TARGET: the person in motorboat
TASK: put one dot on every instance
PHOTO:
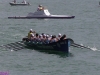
(59, 36)
(14, 1)
(53, 39)
(40, 7)
(24, 2)
(63, 37)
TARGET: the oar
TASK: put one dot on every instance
(80, 46)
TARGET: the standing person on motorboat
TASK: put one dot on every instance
(24, 2)
(14, 1)
(30, 34)
(59, 36)
(40, 7)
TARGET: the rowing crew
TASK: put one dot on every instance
(44, 38)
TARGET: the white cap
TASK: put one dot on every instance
(59, 34)
(47, 36)
(31, 29)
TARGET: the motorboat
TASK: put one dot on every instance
(19, 4)
(42, 14)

● ● ● ●

=== What is required ===
Reproduce the listing from the line containing "TARGET: the motorboat" through its last line, switching "every" to "each" and changing nothing else.

=== Correct result ===
TARGET: the motorboat
TASK: put one dot on each instance
(19, 4)
(42, 14)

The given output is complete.